+++ 資料文
【教師の鏡】イエローハット鍵山秀三郎さんのインタビュー記事

学級経営

【教師の鏡】イエローハット鍵山秀三郎さんのインタビュー記事

イエローハットの【掃除】といえば、教育現場でも道徳等で多く用いられることがありますよね。教師としても鍵山さんの掃除道は本当に見習うべき姿だと思います。今回は、そんな【掃除】1つで社会を変えた、

・鍵山秀三郎さんのインタビュー

について、元中学校教員であり、現在複数の大学で組織開発やチームビルディングをさせていただいている僕がまとめました。ぜひご覧ください。

【教師の鏡】イエローハット鍵山さんのインタビュー

──イエローハットを創業された昭和36(1961)年、28歳のときに社内のトイレ掃除を独りで始められたと聞きました。以来、トイレ掃除の活動を53年間も継続されています。きっかけは何だったのですか。
鍵山:いろいろな理由がありますが、大きな理由としては、ちょうど高度成長期に差しかかった頃で、社員の心が荒れていたんですね。カネを稼げばいい、今さえよければいい、自分だけよければいい、という風潮に世の中全体が急速に変わってきた。
++++++
• 演習課題:
a) 資料文をもとに、次の問いに答えなさい。
(i) 鍵山さんが社内のトイレ掃除を独りで始めたのは何歳のときか。
(ii) トイレ掃除の活動は何年間継続されているか。
(iii) この記事をまとめた筆者は、以前どのような職に就いていたか。
b) 資料文のうち、「について、元中学校教員であり」から「きっかけは何だったのですか。」までを、両端を含めて一字も変えずに書き出しなさい。
このあとのデータは、資料文とは別の出典から取ったものです。
+++ 提示データ
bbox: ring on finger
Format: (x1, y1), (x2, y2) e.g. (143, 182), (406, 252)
++++++
• 解答例:
a)
(i) 28歳
(ii) 53年間
(iii) 中学校の教員

b)
について、元中学校教員であり、現在複数の大学で組織開発やチームビルディングをさせていただいている僕がまとめました。ぜひご覧ください。

【教師の鏡】イエローハット鍵山さんのインタビュー

──イエローハットを創業された昭和36(1961)年、28歳のときに社内のトイレ掃除を独りで始められたと聞きました。以来、トイレ掃除の活動を53年間も継続されています。きっかけは何だったのですか。